_WORK ITEM_
Repeat every line of the entries below without changing a single character.

_DATA TO USE_
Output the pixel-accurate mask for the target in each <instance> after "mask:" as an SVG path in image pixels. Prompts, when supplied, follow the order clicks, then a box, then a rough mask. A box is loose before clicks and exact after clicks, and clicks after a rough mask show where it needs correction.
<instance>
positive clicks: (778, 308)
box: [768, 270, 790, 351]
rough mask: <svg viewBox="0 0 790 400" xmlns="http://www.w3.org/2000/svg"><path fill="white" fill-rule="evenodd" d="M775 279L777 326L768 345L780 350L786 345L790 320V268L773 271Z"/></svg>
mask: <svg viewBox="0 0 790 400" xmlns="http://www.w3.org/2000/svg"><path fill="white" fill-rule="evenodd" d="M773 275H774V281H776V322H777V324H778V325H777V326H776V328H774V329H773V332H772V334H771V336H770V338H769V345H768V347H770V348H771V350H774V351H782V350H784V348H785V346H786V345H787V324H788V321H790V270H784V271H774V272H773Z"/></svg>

_EXERCISE SOLUTION_
Output the pixel-accurate mask for the target in each <instance> after "mask:" as an SVG path in image pixels. Prompts, when supplied, follow the order clicks, then a box, then a rough mask. A box is loose before clicks and exact after clicks, and clicks after a rough mask show where it needs correction.
<instance>
positive clicks: (778, 308)
box: [768, 270, 790, 351]
rough mask: <svg viewBox="0 0 790 400" xmlns="http://www.w3.org/2000/svg"><path fill="white" fill-rule="evenodd" d="M775 279L777 326L768 345L780 350L786 345L790 320V268L773 271Z"/></svg>
mask: <svg viewBox="0 0 790 400" xmlns="http://www.w3.org/2000/svg"><path fill="white" fill-rule="evenodd" d="M773 275H774V281H776V322H777V324H778V325H777V326H776V328H774V329H773V332H772V334H771V336H770V338H769V345H768V347H770V348H771V350H774V351H782V350H784V348H785V346H786V345H787V324H788V321H790V270H784V271H774V272H773Z"/></svg>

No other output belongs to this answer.